PROBLEMS -
1) Answer these questions using the Datastore class reference below:
(a) Which exception does the sample code catch before registering a new blob datastore?
(b) Which method returns the default datastore for a workspace?
(c) Which four management operations does the reference name for this class?
2) List every line of the listing below that contains the string "sign". Case counts.

DOCUMENT EXCERPT -
------------------------------------------------

Datastore class
Definition
Represents a storage abstraction over an Azure Machine Learning storage account.
Datastores are attached to workspaces and are used to store connection information to Azure storage services so you can refer to them by name and don't need to remember the connection information and secret used to connect to the storage services.
Examples of supported Azure storage services that can be registered as datastores are:
Azure Blob Container
Azure File Share
Azure Data Lake
Azure Data Lake Gen2
Azure SQL Database
Azure Database for PostgreSQL
Databricks File System
Azure Database for MySQL
Use this class to perform management operations, including register, list, get, and remove datastores.
Datastores for each service are created with the register* methods of this class. When using a datastore
to access data, you must have permission to access that data, which depends on the credentials registered
with the datastore.
For more information on datastores and how they can be used in machine learning see the following articles:
Datastore(workspace, name=None)
- Inheritance
-
builtins.objectDatastore
Remarks
To interact with data in your datastores for machine learning tasks, like training, create an Azure Machine Learning dataset. Datasets provide functions that load tabular data into a pandas or Spark DataFrame. Datasets also provide the ability to download or mount files of any format from Azure Blob storage, Azure Files, Azure Data Lake Storage Gen1, Azure Data Lake Storage Gen2, Azure SQL Database, and Azure Database for PostgreSQL. Learn more about how to train with datasets.
The following example shows how to create a Datastore connected to Azure Blob Container.
from msrest.exceptions import HttpOperationError
blob_datastore_name='MyBlobDatastore'
account_name=os.getenv("BLOB_ACCOUNTNAME_62", "<my-account-name>") # Storage account name
container_name=os.getenv("BLOB_CONTAINER_62", "<my-container-name>") # Name of Azure blob container
account_key=os.getenv("BLOB_ACCOUNT_KEY_62", "<my-account-key>") # Storage account key
try:
blob_datastore = Datastore.get(ws, blob_datastore_name)
print("Found Blob Datastore with name: %s" % blob_datastore_name)
except HttpOperationError:
blob_datastore = Datastore.register_azure_blob_container(
workspace=ws,
datastore_name=blob_datastore_name,
account_name=account_name, # Storage account name
container_name=container_name, # Name of Azure blob container
account_key=account_key) # Storage account key
print("Registered blob datastore with name: %s" % blob_datastore_name)
blob_data_ref = DataReference(
datastore=blob_datastore,
data_reference_name="blob_test_data",
path_on_datastore="testdata")
Full sample is available from https://github.com/Azure/MachineLearningNotebooks/blob/master/how-to-use-azureml/machine-learning-pipelines/intro-to-pipelines/aml-pipelines-data-transfer.ipynb
Methods
| get(workspace, datastore_name) |
Get a datastore by name. This is same as calling the constructor. |
| get_default(workspace) |
Get the default datastore for the workspace. |
| register_azure_blob_container(workspace, datastore_name, container_name, account_name, sas_token=None, account_key=None, protocol=None, endpoint=None, overwrite=False, create_if_not_exists=False, skip_validation=False, blob_cache_timeout=None, grant_workspace_access=False, subscription_id=None, resource_group=None) |
Register an Azure Blob Container to the datastore. You can choose to use SAS Token or Storage Account Key |
| register_azure_data_lake(workspace, datastore_name, store_name, tenant_id=None, client_id=None, client_secret=None, resource_url=None, authority_url=None, subscription_id=None, resource_group=None, overwrite=False) |
Initialize a new Azure Data Lake Datastore. Please see below for an example of how to register an Azure Data Lake Gen1 as a Datastore.

------------------------------------------------

MATERIAL FOR THE TASK -

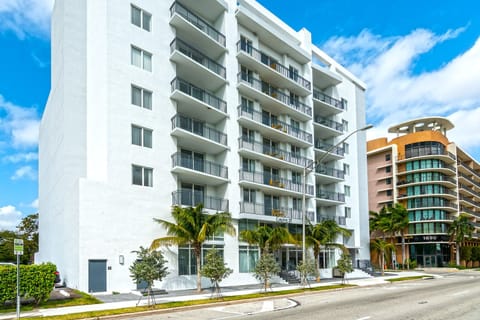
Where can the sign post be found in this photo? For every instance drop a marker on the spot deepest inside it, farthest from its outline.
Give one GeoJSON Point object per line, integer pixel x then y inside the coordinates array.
{"type": "Point", "coordinates": [18, 251]}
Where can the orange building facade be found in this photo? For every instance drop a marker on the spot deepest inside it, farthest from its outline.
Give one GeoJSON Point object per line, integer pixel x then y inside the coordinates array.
{"type": "Point", "coordinates": [430, 176]}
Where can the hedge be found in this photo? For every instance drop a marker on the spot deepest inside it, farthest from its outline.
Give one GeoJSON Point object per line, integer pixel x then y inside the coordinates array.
{"type": "Point", "coordinates": [36, 282]}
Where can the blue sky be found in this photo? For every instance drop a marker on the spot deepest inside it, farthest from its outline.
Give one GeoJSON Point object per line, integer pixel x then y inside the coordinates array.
{"type": "Point", "coordinates": [418, 58]}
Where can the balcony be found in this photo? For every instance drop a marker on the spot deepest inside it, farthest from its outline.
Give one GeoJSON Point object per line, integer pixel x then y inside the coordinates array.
{"type": "Point", "coordinates": [195, 66]}
{"type": "Point", "coordinates": [275, 157]}
{"type": "Point", "coordinates": [192, 199]}
{"type": "Point", "coordinates": [329, 196]}
{"type": "Point", "coordinates": [198, 136]}
{"type": "Point", "coordinates": [197, 102]}
{"type": "Point", "coordinates": [196, 31]}
{"type": "Point", "coordinates": [329, 175]}
{"type": "Point", "coordinates": [272, 128]}
{"type": "Point", "coordinates": [327, 105]}
{"type": "Point", "coordinates": [271, 70]}
{"type": "Point", "coordinates": [273, 183]}
{"type": "Point", "coordinates": [334, 152]}
{"type": "Point", "coordinates": [278, 213]}
{"type": "Point", "coordinates": [270, 96]}
{"type": "Point", "coordinates": [325, 127]}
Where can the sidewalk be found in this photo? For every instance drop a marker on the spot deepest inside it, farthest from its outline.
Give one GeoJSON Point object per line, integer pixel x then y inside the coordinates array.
{"type": "Point", "coordinates": [130, 300]}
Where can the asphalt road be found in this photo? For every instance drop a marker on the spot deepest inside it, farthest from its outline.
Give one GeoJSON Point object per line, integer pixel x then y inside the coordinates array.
{"type": "Point", "coordinates": [454, 296]}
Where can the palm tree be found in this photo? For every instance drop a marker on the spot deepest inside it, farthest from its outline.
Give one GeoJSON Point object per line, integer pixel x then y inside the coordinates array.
{"type": "Point", "coordinates": [267, 238]}
{"type": "Point", "coordinates": [460, 229]}
{"type": "Point", "coordinates": [381, 247]}
{"type": "Point", "coordinates": [324, 234]}
{"type": "Point", "coordinates": [193, 227]}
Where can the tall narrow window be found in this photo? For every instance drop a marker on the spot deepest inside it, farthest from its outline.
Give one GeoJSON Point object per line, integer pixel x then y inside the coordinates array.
{"type": "Point", "coordinates": [141, 18]}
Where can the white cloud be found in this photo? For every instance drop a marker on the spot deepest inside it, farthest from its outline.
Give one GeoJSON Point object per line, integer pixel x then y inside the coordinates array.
{"type": "Point", "coordinates": [19, 124]}
{"type": "Point", "coordinates": [26, 17]}
{"type": "Point", "coordinates": [10, 217]}
{"type": "Point", "coordinates": [25, 172]}
{"type": "Point", "coordinates": [395, 93]}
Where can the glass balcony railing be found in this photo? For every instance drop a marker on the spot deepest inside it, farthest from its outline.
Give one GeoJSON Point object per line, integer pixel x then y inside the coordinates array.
{"type": "Point", "coordinates": [278, 153]}
{"type": "Point", "coordinates": [208, 167]}
{"type": "Point", "coordinates": [273, 92]}
{"type": "Point", "coordinates": [259, 117]}
{"type": "Point", "coordinates": [198, 93]}
{"type": "Point", "coordinates": [274, 181]}
{"type": "Point", "coordinates": [193, 198]}
{"type": "Point", "coordinates": [328, 100]}
{"type": "Point", "coordinates": [197, 22]}
{"type": "Point", "coordinates": [197, 56]}
{"type": "Point", "coordinates": [198, 128]}
{"type": "Point", "coordinates": [274, 64]}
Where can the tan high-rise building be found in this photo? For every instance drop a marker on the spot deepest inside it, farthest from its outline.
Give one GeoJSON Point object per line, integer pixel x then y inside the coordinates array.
{"type": "Point", "coordinates": [432, 177]}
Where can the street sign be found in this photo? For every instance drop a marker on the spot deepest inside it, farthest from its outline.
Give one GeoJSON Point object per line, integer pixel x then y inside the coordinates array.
{"type": "Point", "coordinates": [18, 246]}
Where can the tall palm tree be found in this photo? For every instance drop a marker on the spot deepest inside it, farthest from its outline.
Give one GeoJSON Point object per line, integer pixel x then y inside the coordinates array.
{"type": "Point", "coordinates": [267, 238]}
{"type": "Point", "coordinates": [460, 229]}
{"type": "Point", "coordinates": [381, 247]}
{"type": "Point", "coordinates": [193, 227]}
{"type": "Point", "coordinates": [324, 234]}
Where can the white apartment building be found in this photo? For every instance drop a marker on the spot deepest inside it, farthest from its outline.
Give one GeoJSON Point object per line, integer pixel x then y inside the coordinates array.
{"type": "Point", "coordinates": [160, 103]}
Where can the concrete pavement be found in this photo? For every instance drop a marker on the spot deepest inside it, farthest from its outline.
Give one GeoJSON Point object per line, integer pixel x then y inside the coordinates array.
{"type": "Point", "coordinates": [131, 300]}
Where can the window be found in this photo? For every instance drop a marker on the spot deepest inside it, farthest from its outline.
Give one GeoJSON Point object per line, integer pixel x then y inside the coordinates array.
{"type": "Point", "coordinates": [348, 212]}
{"type": "Point", "coordinates": [347, 191]}
{"type": "Point", "coordinates": [141, 136]}
{"type": "Point", "coordinates": [142, 176]}
{"type": "Point", "coordinates": [141, 58]}
{"type": "Point", "coordinates": [141, 18]}
{"type": "Point", "coordinates": [141, 97]}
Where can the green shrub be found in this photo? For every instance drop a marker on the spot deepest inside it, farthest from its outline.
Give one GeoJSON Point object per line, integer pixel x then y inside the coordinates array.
{"type": "Point", "coordinates": [36, 282]}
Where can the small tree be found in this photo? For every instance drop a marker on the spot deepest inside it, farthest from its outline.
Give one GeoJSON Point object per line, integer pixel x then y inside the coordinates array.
{"type": "Point", "coordinates": [266, 268]}
{"type": "Point", "coordinates": [344, 264]}
{"type": "Point", "coordinates": [149, 266]}
{"type": "Point", "coordinates": [215, 269]}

------------------------------------------------

WORKED ANSWERS -
1)
(a) HttpOperationError
(b) get_default(workspace)
(c) Register, list, get, and remove

2)
Where can the sign post be found in this photo? For every instance drop a marker on the spot deepest inside it, farthest from its outline.
Where can the street sign be found in this photo? For every instance drop a marker on the spot deepest inside it, farthest from its outline.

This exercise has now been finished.